Entries from a dataset

━━━━━━━━━━━━━━━━━━━━

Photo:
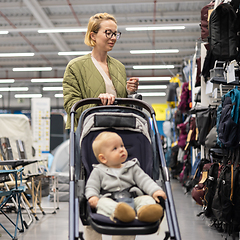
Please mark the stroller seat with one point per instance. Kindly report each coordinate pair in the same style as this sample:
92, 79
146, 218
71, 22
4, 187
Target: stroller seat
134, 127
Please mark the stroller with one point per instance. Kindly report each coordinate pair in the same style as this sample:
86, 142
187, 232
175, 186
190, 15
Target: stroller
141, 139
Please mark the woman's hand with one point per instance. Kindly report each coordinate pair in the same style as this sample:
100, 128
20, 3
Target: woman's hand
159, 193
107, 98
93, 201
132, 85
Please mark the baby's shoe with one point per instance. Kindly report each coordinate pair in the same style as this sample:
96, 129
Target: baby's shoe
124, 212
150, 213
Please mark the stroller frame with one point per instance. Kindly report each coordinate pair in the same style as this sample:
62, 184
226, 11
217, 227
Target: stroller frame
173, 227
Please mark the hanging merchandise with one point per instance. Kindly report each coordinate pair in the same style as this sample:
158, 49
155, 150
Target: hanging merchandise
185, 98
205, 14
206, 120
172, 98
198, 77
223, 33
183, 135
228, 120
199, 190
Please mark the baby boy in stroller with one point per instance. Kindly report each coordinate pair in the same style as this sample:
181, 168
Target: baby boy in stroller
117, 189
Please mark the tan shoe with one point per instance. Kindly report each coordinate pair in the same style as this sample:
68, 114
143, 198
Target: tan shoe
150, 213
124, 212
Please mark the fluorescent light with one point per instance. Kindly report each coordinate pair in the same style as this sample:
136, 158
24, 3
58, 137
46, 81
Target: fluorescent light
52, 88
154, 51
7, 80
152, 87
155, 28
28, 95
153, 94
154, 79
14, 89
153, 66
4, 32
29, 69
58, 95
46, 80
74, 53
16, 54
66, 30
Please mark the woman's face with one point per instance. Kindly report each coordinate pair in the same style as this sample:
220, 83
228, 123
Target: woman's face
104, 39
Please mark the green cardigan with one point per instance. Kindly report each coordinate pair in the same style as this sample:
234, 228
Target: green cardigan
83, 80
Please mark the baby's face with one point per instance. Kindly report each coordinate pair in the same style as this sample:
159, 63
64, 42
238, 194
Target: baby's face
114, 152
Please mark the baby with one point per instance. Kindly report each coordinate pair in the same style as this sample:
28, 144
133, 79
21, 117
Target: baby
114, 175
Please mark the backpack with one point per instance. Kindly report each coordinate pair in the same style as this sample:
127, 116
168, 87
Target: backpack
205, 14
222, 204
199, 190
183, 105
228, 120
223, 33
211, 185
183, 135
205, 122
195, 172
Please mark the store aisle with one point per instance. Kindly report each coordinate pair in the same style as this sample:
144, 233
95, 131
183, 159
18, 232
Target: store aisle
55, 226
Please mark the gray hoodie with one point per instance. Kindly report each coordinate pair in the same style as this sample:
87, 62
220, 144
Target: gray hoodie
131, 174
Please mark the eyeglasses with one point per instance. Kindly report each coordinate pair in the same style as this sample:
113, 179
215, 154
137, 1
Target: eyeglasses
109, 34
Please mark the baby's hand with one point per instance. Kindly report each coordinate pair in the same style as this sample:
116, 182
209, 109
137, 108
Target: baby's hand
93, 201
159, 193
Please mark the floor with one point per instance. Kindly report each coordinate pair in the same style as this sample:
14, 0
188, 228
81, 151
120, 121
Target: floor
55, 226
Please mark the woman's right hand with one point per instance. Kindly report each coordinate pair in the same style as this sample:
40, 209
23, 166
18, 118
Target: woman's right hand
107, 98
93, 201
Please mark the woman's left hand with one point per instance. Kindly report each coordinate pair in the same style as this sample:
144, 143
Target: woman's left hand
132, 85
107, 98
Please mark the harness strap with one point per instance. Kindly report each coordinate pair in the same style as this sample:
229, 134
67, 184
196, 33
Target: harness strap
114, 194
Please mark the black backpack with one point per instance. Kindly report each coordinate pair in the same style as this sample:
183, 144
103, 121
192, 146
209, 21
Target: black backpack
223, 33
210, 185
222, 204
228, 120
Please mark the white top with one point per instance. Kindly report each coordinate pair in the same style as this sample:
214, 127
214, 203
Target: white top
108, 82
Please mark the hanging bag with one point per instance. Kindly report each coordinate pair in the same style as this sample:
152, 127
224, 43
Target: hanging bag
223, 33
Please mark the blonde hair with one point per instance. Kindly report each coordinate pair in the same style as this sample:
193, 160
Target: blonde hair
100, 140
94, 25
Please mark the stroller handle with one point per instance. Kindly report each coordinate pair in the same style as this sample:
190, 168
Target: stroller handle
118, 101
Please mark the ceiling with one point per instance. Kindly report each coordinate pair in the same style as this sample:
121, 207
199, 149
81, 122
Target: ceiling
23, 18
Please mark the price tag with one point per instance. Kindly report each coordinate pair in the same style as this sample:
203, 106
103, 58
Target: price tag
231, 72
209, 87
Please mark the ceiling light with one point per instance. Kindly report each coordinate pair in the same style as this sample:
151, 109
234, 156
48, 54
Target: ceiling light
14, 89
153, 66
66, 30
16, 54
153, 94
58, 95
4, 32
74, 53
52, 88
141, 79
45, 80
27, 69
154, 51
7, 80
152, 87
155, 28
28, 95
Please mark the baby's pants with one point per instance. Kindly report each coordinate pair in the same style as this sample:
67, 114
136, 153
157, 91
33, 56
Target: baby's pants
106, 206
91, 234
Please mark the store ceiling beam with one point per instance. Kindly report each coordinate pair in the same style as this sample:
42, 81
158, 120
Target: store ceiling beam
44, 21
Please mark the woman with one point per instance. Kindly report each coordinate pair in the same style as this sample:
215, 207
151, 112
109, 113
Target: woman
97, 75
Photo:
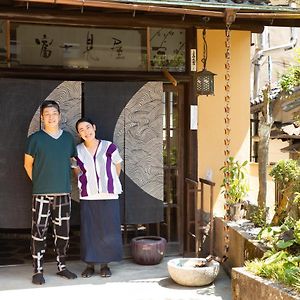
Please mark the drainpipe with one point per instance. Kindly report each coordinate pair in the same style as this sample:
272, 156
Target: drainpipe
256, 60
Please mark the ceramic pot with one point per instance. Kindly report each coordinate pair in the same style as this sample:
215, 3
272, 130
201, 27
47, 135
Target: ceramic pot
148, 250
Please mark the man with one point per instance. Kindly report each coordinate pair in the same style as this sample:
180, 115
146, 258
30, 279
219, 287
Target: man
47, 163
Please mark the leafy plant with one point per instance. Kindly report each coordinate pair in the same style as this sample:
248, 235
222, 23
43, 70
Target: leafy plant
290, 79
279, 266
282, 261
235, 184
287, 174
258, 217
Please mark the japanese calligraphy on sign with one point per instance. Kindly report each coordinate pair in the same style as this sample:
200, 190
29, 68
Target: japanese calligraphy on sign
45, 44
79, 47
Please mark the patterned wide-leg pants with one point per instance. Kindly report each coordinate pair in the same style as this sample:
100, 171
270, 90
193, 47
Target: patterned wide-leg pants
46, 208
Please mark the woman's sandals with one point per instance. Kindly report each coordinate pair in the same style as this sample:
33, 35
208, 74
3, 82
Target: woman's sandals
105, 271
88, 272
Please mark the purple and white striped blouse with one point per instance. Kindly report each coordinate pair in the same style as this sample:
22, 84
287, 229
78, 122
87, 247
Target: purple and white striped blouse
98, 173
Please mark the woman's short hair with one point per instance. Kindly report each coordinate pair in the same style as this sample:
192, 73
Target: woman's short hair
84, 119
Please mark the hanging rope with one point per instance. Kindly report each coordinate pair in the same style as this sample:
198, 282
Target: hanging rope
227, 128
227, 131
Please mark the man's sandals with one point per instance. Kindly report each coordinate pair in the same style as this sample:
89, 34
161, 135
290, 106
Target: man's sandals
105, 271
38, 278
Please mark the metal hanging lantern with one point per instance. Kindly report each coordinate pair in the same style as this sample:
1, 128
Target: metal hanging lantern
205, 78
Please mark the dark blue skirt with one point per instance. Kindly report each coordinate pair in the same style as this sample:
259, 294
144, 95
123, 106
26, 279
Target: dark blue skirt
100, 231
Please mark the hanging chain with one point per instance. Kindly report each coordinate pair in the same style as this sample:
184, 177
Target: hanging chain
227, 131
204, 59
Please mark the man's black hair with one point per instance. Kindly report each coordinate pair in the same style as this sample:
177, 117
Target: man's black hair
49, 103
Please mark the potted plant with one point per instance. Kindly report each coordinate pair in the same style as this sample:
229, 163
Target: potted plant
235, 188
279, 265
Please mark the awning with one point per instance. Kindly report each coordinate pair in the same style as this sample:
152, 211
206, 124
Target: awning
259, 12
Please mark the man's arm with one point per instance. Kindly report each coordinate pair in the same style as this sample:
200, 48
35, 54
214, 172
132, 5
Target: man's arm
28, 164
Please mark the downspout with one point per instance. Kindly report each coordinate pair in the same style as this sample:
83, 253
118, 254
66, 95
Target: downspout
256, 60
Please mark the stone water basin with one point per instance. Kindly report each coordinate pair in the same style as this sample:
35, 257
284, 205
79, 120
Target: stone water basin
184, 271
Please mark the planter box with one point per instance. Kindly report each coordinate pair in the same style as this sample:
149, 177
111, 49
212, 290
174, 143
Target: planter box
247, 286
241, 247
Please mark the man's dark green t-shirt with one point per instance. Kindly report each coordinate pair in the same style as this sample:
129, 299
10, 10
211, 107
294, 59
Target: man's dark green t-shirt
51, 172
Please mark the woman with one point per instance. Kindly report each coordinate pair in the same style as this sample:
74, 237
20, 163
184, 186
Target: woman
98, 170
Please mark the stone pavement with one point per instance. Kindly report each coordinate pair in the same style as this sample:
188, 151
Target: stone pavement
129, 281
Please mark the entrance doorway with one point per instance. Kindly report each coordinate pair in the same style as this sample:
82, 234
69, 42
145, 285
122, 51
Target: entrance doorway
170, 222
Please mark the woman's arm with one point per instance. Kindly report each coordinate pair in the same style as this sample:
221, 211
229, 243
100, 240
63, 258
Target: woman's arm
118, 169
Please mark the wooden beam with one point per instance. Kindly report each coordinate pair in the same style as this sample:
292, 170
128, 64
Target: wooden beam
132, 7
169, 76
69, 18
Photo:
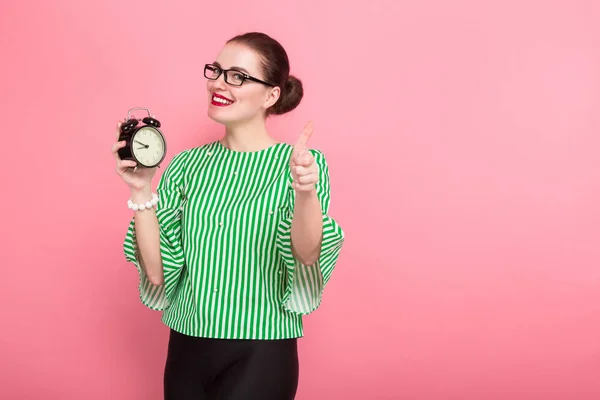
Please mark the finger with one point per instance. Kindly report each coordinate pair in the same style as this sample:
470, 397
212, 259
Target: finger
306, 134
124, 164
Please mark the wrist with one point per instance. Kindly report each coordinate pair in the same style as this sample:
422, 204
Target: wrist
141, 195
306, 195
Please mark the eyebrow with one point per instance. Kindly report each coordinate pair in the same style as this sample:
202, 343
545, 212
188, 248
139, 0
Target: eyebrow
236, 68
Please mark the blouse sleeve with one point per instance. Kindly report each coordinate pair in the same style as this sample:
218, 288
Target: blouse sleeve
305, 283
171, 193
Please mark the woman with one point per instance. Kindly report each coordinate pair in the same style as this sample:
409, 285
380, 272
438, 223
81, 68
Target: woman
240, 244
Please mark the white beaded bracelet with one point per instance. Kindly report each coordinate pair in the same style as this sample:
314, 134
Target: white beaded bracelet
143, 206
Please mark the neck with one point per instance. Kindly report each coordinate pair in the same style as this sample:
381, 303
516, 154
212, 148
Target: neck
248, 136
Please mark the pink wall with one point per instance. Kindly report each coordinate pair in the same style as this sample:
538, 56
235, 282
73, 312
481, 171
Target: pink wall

━━━━━━━━━━━━━━━━━━━━

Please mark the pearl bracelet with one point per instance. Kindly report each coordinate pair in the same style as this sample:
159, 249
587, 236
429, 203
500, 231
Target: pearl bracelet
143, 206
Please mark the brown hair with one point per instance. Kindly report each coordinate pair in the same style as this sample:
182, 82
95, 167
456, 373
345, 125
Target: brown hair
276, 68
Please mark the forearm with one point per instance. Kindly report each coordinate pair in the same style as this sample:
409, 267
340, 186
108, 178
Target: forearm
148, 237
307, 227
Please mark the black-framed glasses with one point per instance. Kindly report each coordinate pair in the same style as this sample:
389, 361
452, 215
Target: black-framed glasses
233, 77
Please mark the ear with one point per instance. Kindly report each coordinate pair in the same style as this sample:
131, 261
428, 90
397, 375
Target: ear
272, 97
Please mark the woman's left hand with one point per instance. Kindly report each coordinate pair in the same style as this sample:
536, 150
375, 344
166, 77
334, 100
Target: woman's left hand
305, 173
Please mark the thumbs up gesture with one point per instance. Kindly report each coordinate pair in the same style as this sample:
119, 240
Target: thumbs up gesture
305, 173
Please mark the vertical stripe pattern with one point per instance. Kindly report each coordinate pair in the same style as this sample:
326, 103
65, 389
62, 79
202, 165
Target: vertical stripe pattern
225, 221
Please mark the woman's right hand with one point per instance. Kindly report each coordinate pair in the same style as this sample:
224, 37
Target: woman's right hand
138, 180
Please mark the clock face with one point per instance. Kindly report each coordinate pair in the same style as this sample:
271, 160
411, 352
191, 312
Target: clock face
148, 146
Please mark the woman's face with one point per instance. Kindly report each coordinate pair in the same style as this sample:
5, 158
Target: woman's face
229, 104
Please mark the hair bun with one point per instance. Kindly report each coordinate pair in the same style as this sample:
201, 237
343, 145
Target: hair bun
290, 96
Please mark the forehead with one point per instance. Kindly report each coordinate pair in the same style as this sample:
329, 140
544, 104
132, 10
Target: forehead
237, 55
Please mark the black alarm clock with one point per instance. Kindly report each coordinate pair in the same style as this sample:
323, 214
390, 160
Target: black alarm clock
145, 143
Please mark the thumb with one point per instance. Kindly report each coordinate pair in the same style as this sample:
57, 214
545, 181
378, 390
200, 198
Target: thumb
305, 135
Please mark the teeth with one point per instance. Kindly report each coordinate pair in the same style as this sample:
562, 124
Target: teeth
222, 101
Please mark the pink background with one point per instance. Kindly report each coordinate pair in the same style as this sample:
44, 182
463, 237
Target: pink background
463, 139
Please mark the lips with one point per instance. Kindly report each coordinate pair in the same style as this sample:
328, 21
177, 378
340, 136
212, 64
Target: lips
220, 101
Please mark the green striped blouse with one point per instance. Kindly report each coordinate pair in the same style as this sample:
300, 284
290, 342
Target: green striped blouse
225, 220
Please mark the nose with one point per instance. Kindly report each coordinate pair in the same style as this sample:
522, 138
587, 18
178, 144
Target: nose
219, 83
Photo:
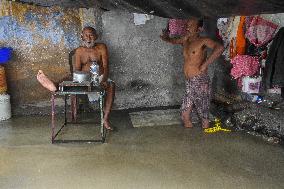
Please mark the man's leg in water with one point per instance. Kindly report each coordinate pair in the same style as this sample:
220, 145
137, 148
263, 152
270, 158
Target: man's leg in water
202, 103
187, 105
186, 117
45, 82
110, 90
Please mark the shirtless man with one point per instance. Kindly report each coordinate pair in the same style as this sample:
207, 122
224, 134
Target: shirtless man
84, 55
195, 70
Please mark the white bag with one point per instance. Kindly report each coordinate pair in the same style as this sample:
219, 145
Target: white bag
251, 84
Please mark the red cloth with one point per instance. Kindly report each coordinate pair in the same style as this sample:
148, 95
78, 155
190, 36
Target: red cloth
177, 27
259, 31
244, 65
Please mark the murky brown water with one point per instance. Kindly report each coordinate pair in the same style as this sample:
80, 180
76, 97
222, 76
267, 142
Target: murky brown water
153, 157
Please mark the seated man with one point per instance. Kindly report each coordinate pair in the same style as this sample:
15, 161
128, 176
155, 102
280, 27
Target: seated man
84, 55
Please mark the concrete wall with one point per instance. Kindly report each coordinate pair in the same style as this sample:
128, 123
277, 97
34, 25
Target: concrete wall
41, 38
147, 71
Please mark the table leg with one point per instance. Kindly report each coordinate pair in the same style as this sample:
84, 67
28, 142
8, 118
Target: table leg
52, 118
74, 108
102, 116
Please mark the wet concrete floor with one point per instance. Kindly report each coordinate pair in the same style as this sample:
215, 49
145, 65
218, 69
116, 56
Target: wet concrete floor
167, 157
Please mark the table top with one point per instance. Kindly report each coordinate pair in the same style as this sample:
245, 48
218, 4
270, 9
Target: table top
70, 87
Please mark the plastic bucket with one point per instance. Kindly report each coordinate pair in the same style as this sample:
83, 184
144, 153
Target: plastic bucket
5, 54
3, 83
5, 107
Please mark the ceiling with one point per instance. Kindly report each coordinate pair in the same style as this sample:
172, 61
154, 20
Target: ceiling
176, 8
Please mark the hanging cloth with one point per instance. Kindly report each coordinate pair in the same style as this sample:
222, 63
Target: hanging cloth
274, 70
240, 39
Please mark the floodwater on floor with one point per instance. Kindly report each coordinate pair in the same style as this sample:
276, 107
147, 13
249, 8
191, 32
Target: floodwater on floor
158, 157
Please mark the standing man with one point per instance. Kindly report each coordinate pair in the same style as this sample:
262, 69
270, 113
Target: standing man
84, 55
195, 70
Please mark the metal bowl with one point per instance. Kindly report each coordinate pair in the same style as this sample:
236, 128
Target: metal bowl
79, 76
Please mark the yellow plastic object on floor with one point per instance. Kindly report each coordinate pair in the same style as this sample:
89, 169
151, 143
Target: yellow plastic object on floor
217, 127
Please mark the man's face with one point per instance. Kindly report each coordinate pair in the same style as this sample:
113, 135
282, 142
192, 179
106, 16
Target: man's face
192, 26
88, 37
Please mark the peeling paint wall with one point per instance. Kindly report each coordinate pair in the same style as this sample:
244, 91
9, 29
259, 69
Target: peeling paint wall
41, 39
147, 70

━━━━━━━━━━━━━━━━━━━━

Extract every line of the entries above that contains the string "store", and treat case as significant.

### [CORRECT RESULT]
Please mark the store aisle with one point per instance. Kindly report each coordinate pair in the same style as this sample:
Target: store aisle
Please mark the store ceiling beam with one point per instance. Kindly report each coordinate pair in the same style as this sample:
Target: store ceiling beam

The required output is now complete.